→ Document excerpt:
Has anybody summarized the feats and classes from Sword and Fist which DIDN'T make the cut into CW?


----------



## andrew (Nov 25, 2003)

What does the book offer for the barbarians? From just skimming through this thread, it seems all they get is updated versions of the rage feats and frenzied berserker. Anything else for them?

What changes were made to the Frenzied Berserker PrC? What about Greater Resiliency?


----------



## Seule (Nov 25, 2003)

Someone commented that Improved Toughness was well done, I assume that's a replacement for the Dwarf's Toughness-Giant's Toughness-Dragon's Toughness chain?

  --Seule


----------



## Shazman (Nov 25, 2003)

Well except for the poor treatment of the kensai and no ninja PrC's, I liked the book.  The swasbuckler gets things like bonuses to acrobatic skills, dodge bonuses, better flanking bonuses, bonuses to Ref saves, adding int bonus to damage rolls, luck bonuses, and skill mastery wioth acrobatic skills. D10 hit dice, fort as good save, 4 + int skills per leves. The only barbarian Prc's I remember is frenzied berzerker, eye of Gruumsh, and bear warrior.  Greater resiliancy is there, but no expert tactician or power lunge. Lost of rage feats. Some good monk, two-weapon fighting, archery, and favored enemy feats as well. Improved toughness gives you an extra hp per level.


----------



## jmucchiello (Nov 25, 2003)

(Psi)SeveredHead said:
			
		

> By high-level I meant between 10th and 20th. Oh well, maybe there'll be another book with _enough_ high-level feats taking up something more than 25% of the book.



How many high level feats do you want? (Or how short a book are you willing to buy?) Feats don't take up a lot of space, ya' know.

{PLUG}
There is a preview of Character Customization in the June 2003 RPGNow Downloader monthly with a preview of the feat section. The book contains 8 feats with BAB > +10 required as well as 12 +8 BAB feats. The preview contains several of these feats. It is a 3.0 PDF and there are many places where 3.5 would require different prerequisites. (Not to mention some of the feats in 3.5 are different from how I wrote them in CC.)
{/PLUG}


----------



## ThirdWizard (Nov 25, 2003)

Hypersmurf said:
			
		

> "I just figured out why you're giving me so much trouble."
> "Why is that, do you think?"
> 
> -Hyp.



Now they just need the spell _raise mostly dead_.

My Complete Warrior arrives tomorrow! Along with BoED.


----------



## Shazman (Nov 25, 2003)

andrew said:
			
		

> What does the book offer for the barbarians? From just skimming through this thread, it seems all they get is updated versions of the rage feats and frenzied berserker. Anything else for them?

→ Rows:
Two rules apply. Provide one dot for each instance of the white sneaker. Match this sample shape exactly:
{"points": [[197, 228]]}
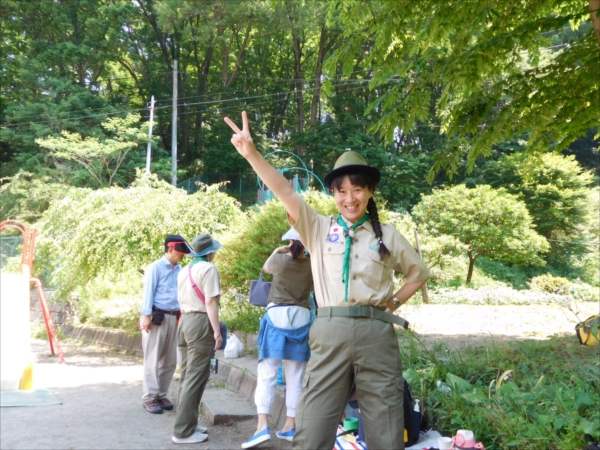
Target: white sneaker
{"points": [[193, 439]]}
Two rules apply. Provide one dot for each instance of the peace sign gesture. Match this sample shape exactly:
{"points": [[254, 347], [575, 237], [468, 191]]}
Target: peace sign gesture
{"points": [[242, 139]]}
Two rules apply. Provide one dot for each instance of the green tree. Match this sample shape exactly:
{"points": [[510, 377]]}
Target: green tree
{"points": [[101, 157], [554, 188], [486, 221], [497, 63]]}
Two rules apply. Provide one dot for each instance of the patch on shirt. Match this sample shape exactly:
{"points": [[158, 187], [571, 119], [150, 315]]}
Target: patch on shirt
{"points": [[333, 237], [335, 232]]}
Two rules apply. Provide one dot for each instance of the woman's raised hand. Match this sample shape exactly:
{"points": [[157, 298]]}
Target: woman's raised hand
{"points": [[242, 139]]}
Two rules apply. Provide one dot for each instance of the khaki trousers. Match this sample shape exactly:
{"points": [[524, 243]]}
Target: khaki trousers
{"points": [[160, 358], [196, 346], [345, 352]]}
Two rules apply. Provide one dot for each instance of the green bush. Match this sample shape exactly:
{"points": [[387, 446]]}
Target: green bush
{"points": [[100, 235], [534, 395], [550, 283], [112, 302], [482, 222], [247, 246]]}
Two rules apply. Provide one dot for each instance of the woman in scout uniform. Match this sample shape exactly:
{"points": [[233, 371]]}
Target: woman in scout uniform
{"points": [[283, 336], [352, 341]]}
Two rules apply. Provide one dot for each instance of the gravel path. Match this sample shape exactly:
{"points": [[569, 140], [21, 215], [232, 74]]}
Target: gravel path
{"points": [[101, 389]]}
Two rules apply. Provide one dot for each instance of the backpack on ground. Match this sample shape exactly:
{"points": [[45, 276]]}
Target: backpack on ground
{"points": [[587, 331]]}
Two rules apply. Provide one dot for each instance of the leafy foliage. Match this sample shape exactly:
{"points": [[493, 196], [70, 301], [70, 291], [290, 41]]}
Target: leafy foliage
{"points": [[495, 62], [526, 395], [488, 222], [122, 230], [550, 283], [247, 246], [25, 197], [554, 188], [101, 157]]}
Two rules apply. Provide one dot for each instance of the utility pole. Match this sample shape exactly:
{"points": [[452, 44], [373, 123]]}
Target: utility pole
{"points": [[424, 291], [149, 151], [174, 128]]}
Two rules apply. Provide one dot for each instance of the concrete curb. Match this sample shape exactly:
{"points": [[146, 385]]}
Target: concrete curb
{"points": [[239, 375]]}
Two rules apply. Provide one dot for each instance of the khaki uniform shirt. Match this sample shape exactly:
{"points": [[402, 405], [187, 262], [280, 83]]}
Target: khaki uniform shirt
{"points": [[206, 277], [292, 279], [371, 279]]}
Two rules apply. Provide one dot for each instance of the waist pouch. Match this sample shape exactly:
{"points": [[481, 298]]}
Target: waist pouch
{"points": [[158, 316], [370, 312]]}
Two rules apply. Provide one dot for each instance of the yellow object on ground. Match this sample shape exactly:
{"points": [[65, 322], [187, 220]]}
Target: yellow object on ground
{"points": [[588, 331]]}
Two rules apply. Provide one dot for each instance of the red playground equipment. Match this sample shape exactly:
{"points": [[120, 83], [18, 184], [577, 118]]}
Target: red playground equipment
{"points": [[27, 270]]}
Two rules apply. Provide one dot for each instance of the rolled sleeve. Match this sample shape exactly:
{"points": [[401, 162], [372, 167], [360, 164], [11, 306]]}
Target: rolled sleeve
{"points": [[211, 283], [308, 225]]}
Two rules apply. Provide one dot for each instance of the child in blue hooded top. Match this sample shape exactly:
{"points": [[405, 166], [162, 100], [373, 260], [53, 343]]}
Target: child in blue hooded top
{"points": [[283, 335]]}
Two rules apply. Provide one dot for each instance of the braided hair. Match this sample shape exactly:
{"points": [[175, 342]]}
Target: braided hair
{"points": [[364, 180], [296, 249], [372, 208]]}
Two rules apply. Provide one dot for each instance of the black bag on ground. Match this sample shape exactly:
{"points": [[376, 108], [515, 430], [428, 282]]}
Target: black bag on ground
{"points": [[412, 418]]}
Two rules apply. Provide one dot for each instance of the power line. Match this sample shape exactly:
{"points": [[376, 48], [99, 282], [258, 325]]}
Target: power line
{"points": [[345, 83]]}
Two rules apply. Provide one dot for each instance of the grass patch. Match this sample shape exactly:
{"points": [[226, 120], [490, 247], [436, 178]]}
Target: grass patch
{"points": [[522, 395]]}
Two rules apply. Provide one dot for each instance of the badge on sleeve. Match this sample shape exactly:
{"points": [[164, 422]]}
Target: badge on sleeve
{"points": [[335, 232]]}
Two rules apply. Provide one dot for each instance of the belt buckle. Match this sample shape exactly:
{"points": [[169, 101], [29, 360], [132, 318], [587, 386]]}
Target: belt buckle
{"points": [[355, 311]]}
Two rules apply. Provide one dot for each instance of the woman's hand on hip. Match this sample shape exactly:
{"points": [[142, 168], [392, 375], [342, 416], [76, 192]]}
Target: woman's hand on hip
{"points": [[242, 139], [218, 342]]}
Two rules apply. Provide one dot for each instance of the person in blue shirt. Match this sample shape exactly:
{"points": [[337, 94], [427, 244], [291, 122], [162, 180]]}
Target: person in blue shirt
{"points": [[160, 311]]}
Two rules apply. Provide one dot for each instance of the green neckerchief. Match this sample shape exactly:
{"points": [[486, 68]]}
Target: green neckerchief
{"points": [[349, 236]]}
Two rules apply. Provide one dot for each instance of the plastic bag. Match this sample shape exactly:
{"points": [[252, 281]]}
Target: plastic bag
{"points": [[231, 349], [238, 343]]}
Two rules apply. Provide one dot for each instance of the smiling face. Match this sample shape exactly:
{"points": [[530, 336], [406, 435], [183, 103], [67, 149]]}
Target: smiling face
{"points": [[351, 200]]}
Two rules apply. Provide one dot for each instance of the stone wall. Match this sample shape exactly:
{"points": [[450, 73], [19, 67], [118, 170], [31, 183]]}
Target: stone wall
{"points": [[58, 311]]}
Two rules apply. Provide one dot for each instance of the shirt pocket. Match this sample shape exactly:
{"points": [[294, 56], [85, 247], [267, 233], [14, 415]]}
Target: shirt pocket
{"points": [[378, 274], [333, 260]]}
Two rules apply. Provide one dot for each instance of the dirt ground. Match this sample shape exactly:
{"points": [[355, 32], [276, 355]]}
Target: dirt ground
{"points": [[101, 389]]}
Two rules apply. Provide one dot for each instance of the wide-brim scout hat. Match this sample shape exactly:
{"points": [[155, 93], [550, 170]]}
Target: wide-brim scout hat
{"points": [[204, 245], [351, 162], [290, 234], [178, 243]]}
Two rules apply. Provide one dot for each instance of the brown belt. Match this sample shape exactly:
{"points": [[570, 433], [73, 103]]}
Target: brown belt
{"points": [[172, 313], [372, 312]]}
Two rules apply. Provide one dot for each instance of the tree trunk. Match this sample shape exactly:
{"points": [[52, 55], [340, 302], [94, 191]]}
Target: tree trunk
{"points": [[594, 8], [325, 44], [471, 266], [298, 81]]}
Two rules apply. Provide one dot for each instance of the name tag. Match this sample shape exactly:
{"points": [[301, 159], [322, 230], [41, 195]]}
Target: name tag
{"points": [[335, 234]]}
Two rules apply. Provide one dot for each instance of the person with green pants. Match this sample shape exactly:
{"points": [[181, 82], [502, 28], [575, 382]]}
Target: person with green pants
{"points": [[198, 288], [353, 341]]}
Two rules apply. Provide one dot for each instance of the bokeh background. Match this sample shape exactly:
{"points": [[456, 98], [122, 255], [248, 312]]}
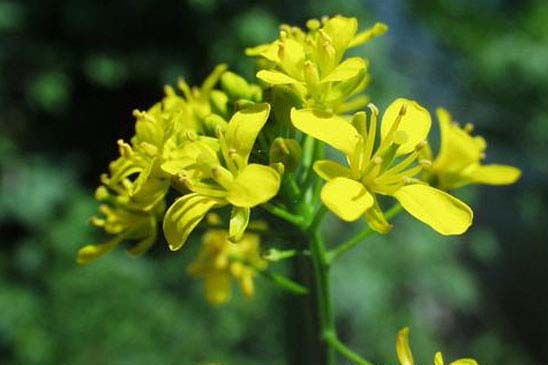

→ Task goal:
Pick up the forum thread about the Complete Warrior book after its last line and continue it.

→ Task response:
> 
> What changes were made to the Frenzied Berserker PrC? What about Greater Resiliency?




 The new frenzied berserker PrC doesn't get any DR, but does get diehard at first level, deathless frenzy at 4th level (can continue fighting at -10 hp and beyond for the duration of frenzy) and greater frenzy at 8th level (+10 to Str instead of +6).


----------



## Shazman (Nov 25, 2003)

SaemonHavarian said:
			
		

> Ahem,
> 
> could anyone who has the complete warrior give us all a more complete breakdown of the Swashbuckler class.  What sort of abilities does it get at higher levels, and how do you think it compares with the fighter?
> 
> ...



 Some of the high level abilities include: lucky (get to reroll a roll), acrobatic skill mastery, slippery mind, weakening critical (do 2 points of str dmg with crit), and wouning critical (do 2 points of con dmg with crit).  Dodge bonus and grace bonus (bonus to ref saves) max out at +4 and +3 respectively.


----------



## Hardhead (Nov 25, 2003)

> It's a fairly rare situation when two characters can't manage to get a flank, especially when one of them can tumble.




Not for this guy.  His opponents will always be flat-footed.


----------



## Bards R Us (Nov 25, 2003)

Just got it over the weekend.  Haven't read it yet, but I did check out some of the new core classes like Swashbuckler, which is pretty cool.  I'm thinking that the new classes in both this book and the Miniatures handbook will included in the 4th edition DnD, whenever that comes out.


----------



## Psion (Nov 25, 2003)

Bards R Us said:
			
		

> Just got it over the weekend.  Haven't read it yet, but I did check out some of the new core classes like Swashbuckler, which is pretty cool.  I'm thinking that the new classes in both this book and the Miniatures handbook will included in the 4th edition DnD, whenever that comes out.




You're scaring me!


----------



## Bards R Us (Nov 25, 2003)

Psion said:
			
		

> You're scaring me!




4th Ed is coming....next year! Muwhahahahahaha    j/k


----------



## D.Shaffer (Nov 25, 2003)

Felon said:
			
		

> Makes no sense to me either. Isn't the kensai supposed to be some sort of wandering "sword-saint", a sort of lone knight-errant who seeks ought wrongs to right? Doesn't really mesh with the whole warlord thing.
> 
> 
> > I prefer the old S&F version of the Kensai/Weapon Master better, but...
> ...


----------



## MerricB (Nov 25, 2003)

Seule said:
			
		

> Someone commented that Improved Toughness was well done, I assume that's a replacement for the Dwarf's Toughness-Giant's Toughness-Dragon's Toughness chain?
> 
> --Seule




*Improved Toughness*
Pre-reqs: Base Fort save +2
gives you +1 hp/hit die. (So, a 5th level character will get +5 hp when they take this feat, plus an additional hp for each additional level they get).


*Which Prestige Classes from Sword and Fist didn't make it?*

*Reprinted:*
Cavalier -> Complete Warrior (big changes)
Drunken Master -> Complete Warrior
Duelist -> Dungeon Master's Guide
Halfling Outrider - > Complete Warrior
Knight Protector of the Great Kingdom -> Complete Warrior (as Knight Protector)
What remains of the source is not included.